**Given request**
Reproduce everything from the start of the entries down to the line containing "[0,18,52,136]", changing "metal railing" to "iron railing" and keeping all else the same.

**Data for this exercise**
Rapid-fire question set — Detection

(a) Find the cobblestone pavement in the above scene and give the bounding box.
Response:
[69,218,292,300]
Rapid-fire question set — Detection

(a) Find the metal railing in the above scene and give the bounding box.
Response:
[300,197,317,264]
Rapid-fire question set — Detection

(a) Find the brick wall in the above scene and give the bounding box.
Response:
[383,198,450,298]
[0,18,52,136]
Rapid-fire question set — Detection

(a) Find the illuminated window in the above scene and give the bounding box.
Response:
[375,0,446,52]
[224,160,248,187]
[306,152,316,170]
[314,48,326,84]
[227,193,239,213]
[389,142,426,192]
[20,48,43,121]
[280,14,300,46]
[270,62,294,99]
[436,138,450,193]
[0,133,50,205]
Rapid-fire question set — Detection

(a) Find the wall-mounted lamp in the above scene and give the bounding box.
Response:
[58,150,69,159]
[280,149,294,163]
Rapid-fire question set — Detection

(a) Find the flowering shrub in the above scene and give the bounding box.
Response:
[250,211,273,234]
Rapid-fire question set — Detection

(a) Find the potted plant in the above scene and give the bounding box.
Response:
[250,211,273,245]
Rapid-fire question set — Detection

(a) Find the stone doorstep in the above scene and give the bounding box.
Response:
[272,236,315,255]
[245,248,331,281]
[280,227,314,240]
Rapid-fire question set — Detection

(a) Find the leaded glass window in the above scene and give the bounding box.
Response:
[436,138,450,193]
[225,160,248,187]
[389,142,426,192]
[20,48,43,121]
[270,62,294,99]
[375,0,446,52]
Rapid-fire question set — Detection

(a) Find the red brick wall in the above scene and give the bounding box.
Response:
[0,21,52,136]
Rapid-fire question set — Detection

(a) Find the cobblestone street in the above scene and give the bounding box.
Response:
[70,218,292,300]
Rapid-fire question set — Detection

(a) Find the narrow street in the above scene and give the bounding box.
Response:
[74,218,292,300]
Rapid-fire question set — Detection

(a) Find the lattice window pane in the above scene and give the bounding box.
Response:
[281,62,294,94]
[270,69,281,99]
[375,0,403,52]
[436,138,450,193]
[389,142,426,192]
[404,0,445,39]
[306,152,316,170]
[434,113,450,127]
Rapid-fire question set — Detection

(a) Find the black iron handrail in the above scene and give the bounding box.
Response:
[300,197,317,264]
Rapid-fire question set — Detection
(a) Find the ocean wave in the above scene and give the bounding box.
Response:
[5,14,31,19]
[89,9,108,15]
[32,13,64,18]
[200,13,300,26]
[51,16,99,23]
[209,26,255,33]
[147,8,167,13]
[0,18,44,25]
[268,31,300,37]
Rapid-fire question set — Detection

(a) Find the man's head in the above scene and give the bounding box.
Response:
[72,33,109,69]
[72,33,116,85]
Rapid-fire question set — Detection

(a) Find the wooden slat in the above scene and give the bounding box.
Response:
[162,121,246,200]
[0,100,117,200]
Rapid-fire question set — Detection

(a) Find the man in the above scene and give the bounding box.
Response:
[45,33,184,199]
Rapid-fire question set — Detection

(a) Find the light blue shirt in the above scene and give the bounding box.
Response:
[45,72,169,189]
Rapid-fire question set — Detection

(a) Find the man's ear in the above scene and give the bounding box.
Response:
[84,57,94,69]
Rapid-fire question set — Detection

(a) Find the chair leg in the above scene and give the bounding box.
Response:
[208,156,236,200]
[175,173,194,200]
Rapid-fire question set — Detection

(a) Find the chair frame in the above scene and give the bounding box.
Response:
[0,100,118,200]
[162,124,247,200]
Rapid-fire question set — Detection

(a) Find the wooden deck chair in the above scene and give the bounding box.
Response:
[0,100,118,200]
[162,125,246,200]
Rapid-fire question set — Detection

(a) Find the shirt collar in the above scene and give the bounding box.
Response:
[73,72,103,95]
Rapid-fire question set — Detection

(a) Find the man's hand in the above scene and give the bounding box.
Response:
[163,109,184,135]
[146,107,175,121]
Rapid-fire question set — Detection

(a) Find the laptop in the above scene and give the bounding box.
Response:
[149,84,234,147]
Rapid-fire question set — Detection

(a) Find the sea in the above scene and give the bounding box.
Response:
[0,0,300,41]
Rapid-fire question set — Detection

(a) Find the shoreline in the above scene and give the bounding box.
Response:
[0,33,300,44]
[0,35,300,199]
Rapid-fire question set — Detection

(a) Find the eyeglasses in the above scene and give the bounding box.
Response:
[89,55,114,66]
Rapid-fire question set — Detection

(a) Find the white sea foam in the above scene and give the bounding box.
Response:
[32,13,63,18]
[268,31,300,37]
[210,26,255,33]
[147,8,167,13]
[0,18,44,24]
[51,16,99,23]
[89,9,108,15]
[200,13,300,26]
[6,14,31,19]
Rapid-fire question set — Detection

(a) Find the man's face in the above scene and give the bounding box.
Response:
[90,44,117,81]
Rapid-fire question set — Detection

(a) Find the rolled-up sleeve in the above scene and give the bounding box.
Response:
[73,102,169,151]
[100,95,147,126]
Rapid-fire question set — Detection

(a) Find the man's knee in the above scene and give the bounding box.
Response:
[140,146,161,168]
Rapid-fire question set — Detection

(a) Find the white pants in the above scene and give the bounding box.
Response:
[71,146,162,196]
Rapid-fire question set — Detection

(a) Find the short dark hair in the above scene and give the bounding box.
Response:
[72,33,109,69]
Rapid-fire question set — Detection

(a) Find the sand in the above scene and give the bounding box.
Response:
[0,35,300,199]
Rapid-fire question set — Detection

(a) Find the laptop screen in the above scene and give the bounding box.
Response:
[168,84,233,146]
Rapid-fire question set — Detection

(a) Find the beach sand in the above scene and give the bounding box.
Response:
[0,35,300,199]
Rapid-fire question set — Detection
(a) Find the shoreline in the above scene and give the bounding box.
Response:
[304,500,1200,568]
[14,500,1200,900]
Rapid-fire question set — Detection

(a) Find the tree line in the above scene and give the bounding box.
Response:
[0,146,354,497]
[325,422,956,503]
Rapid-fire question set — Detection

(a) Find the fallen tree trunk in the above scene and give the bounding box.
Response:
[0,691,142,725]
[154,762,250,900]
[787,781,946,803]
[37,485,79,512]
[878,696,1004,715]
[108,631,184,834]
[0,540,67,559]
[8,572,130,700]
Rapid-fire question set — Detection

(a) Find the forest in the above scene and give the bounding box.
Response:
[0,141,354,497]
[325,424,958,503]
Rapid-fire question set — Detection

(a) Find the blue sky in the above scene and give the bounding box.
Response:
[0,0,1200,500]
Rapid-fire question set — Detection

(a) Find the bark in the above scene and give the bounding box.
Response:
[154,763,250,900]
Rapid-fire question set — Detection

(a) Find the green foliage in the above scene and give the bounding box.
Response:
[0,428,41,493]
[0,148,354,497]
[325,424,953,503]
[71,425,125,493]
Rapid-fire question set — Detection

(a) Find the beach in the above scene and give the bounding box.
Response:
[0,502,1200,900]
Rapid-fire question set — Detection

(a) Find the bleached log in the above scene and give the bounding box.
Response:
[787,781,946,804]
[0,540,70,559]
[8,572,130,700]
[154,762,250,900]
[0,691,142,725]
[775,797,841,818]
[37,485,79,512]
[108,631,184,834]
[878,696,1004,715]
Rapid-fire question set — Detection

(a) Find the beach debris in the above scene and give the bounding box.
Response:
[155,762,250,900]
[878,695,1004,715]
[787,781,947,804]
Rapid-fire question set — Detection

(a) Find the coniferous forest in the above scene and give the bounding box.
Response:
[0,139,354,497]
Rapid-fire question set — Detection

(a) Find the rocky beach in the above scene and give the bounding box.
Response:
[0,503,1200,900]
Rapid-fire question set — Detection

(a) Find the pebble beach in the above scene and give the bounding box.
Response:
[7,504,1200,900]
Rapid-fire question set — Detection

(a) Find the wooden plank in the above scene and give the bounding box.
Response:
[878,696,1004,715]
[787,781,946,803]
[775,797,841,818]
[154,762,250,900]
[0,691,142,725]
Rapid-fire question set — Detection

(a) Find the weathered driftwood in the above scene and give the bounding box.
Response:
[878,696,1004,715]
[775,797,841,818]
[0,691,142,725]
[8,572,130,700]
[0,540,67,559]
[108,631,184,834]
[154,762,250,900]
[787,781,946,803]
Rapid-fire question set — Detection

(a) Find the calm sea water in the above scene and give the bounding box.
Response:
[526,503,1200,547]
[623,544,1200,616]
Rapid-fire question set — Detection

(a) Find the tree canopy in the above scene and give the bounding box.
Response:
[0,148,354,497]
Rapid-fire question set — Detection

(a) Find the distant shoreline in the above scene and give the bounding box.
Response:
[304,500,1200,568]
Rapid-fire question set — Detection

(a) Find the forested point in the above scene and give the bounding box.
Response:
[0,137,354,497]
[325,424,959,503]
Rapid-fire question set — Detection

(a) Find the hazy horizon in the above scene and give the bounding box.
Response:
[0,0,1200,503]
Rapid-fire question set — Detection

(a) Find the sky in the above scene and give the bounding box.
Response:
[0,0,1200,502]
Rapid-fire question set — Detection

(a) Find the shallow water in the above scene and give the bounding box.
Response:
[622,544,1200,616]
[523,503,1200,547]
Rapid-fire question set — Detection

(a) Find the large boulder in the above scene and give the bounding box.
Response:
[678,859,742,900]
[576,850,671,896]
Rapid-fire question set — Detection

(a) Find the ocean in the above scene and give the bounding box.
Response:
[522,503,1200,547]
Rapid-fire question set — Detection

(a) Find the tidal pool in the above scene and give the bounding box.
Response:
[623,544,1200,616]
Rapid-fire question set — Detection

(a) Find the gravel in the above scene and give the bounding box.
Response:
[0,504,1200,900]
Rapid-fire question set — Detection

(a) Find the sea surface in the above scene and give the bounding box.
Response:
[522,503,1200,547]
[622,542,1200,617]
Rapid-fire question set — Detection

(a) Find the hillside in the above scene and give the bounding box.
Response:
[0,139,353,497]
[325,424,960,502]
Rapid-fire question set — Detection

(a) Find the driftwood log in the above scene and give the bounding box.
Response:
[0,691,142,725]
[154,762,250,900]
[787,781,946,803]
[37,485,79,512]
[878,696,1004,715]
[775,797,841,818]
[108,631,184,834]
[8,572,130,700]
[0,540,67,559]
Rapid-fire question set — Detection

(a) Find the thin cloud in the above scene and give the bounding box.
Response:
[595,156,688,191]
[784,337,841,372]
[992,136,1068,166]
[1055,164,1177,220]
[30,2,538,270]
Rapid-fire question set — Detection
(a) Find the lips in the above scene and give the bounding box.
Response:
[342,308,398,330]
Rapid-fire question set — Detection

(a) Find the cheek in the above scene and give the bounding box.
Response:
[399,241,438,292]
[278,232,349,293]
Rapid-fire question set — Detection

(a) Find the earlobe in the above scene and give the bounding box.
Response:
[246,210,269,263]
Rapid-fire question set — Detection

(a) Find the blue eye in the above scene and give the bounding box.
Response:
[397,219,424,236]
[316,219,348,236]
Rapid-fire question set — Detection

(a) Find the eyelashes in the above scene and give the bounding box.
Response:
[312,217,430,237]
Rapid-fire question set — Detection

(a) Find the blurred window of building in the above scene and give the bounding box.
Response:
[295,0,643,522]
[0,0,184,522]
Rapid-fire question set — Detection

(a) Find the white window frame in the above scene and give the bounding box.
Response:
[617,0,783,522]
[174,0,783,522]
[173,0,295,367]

**Solution for this problem**
Rapid-fire question set — Detection

(a) Find the cobblestone pavement in the above scene and give the bounding box.
Response:
[69,218,292,300]
Rapid-fire question set — Detection

(a) Find the iron railing in the above scene and give the bounding box.
Response:
[300,197,317,264]
Rapid-fire question set — Detection

(a) Find the brick wall in the above scene and give the bounding box.
Response:
[383,198,450,298]
[0,18,52,136]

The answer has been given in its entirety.